## Page
# TRAILER TOWING



## ARPDUDE (Dec 14, 2001)

I'M NEW AT CAMPING. MY QUESTION IS : WITH A FORD F-150 SUPERCREW
(5.4 LITER ENGINE), CAN I SAFELY PULL A CAMPER WEIGHING 8000 LBS.
LOADED?
  I HAVE HEARD I CAN BUT YOU KNOW THE SALESMEN  WILL SAY ANYTHING TO
GET A SALE. ALSO HOW IMPORTANT IS TONGUE WEGHT?

  EXCUSE MY IGNORANCE, I JUST RETIRED AND DON'T WANT TO SCREW UP.

                                    THANKS
                                    ARPDUDE

ARPDUDE


----------



## Vern M (Dec 14, 2001)

TRAILER TOWING

It sounds like a lot of trailer for a smaller truck. You can get the exact towing capability of your truck from Ford if it is not shown anywhere on stickers on door posts or in the owners manual. And it is not the ability to tow that is all-important. It is your truck's ability to stop and control such a load that is equally worth very careful analysis.

## Given data
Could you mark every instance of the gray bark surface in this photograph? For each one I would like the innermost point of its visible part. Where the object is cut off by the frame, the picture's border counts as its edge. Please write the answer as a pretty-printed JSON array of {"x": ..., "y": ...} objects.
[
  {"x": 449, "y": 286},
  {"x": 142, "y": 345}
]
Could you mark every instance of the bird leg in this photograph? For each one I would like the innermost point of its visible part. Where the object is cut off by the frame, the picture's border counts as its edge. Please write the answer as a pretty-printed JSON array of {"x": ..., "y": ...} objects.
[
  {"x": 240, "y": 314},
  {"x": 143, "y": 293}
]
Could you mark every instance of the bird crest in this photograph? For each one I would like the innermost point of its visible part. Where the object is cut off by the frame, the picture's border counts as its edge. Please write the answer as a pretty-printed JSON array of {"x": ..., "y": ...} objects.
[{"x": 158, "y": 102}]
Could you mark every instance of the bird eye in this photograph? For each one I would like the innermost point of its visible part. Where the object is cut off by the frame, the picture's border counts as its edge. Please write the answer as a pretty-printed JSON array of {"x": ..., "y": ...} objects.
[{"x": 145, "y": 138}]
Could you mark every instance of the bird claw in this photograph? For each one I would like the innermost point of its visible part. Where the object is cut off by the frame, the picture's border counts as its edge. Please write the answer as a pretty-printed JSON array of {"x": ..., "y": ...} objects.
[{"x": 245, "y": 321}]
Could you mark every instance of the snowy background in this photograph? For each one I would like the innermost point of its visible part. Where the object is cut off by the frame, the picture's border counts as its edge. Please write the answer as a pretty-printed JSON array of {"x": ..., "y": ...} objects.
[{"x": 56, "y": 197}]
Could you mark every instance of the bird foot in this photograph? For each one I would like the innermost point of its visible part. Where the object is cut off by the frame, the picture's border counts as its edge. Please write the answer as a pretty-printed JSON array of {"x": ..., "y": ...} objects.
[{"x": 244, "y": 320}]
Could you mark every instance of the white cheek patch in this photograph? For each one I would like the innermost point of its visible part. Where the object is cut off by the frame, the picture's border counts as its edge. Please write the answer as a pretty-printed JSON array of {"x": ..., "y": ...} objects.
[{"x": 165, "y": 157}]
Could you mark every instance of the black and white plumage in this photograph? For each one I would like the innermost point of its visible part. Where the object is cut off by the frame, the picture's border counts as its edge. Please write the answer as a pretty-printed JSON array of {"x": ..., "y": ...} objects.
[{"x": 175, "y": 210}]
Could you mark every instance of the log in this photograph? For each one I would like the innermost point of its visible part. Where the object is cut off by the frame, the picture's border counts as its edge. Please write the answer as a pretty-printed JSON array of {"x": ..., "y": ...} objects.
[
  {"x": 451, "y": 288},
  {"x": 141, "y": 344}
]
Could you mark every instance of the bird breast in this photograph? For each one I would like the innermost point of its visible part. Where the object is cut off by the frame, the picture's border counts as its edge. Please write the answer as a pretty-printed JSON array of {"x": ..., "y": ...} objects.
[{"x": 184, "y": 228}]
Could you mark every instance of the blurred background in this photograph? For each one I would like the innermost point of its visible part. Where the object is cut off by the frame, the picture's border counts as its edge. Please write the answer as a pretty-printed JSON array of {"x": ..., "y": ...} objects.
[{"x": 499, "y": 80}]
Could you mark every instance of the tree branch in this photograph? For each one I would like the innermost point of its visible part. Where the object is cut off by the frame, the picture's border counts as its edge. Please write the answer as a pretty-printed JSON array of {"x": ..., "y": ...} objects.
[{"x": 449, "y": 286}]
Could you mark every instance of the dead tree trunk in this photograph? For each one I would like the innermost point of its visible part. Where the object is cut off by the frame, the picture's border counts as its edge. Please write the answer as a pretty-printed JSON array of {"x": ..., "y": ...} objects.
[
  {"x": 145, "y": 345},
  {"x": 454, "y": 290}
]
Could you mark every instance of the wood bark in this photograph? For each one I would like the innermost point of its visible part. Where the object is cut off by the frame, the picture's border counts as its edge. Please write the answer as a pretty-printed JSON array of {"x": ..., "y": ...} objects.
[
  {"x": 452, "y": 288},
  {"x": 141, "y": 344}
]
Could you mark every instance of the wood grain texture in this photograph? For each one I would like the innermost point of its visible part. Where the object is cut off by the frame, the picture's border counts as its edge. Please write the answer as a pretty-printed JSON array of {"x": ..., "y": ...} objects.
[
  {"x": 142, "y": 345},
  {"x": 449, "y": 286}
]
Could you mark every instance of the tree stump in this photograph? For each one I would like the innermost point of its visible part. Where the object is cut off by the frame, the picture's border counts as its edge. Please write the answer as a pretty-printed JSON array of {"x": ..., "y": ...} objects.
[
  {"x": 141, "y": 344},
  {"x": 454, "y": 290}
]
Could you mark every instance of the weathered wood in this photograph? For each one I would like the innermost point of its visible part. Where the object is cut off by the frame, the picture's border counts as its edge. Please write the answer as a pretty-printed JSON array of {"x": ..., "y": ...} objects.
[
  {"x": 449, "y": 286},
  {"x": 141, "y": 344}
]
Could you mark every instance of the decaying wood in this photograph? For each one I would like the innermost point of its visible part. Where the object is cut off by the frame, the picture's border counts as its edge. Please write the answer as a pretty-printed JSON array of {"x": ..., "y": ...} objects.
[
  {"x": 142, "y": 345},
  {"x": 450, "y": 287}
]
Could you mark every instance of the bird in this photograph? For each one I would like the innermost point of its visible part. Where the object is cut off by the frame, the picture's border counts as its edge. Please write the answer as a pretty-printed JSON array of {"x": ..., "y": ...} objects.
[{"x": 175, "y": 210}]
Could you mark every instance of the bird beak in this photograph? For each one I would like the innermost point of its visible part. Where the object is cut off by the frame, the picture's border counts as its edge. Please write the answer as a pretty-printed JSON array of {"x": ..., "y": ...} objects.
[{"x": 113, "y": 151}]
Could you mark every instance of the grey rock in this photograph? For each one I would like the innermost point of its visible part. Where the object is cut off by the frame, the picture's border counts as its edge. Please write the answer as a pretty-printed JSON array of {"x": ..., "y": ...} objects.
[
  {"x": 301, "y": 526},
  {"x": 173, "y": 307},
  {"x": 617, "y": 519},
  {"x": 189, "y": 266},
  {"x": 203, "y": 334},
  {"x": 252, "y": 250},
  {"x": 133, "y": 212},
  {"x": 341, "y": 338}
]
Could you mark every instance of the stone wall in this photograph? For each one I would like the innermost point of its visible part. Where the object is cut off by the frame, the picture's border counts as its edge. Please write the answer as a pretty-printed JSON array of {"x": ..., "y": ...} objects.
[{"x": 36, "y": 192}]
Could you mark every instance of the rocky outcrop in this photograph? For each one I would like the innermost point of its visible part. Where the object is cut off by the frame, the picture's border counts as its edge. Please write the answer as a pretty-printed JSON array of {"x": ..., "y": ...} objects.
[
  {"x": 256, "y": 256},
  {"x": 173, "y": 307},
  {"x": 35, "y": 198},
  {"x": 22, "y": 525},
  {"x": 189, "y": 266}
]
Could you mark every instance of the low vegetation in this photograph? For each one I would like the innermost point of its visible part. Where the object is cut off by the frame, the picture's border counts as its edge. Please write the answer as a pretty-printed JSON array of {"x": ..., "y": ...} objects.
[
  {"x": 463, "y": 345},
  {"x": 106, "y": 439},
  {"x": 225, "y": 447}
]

## What to do
a. Can you write out the trailer towing thread word for word, starting at "# TRAILER TOWING" and ending at "IS TONGUE WEGHT?"?
b. In the trailer towing thread, can you turn the paragraph beginning "It sounds like a lot of trailer" into a short bulleted list that keeps its main facts?

## Answers to the tasks
a.
# TRAILER TOWING



## ARPDUDE (Dec 14, 2001)

I'M NEW AT CAMPING. MY QUESTION IS : WITH A FORD F-150 SUPERCREW
(5.4 LITER ENGINE), CAN I SAFELY PULL A CAMPER WEIGHING 8000 LBS.
LOADED?
  I HAVE HEARD I CAN BUT YOU KNOW THE SALESMEN  WILL SAY ANYTHING TO
GET A SALE. ALSO HOW IMPORTANT IS TONGUE WEGHT?

b.
- The trailer sounds like a lot for a smaller truck.
- If the truck's exact towing capability isn't on the door-post stickers or in the owner's manual, Ford can provide it.
- Towing ability isn't the only thing that matters. The truck's ability to stop and control the load deserves equally careful analysis.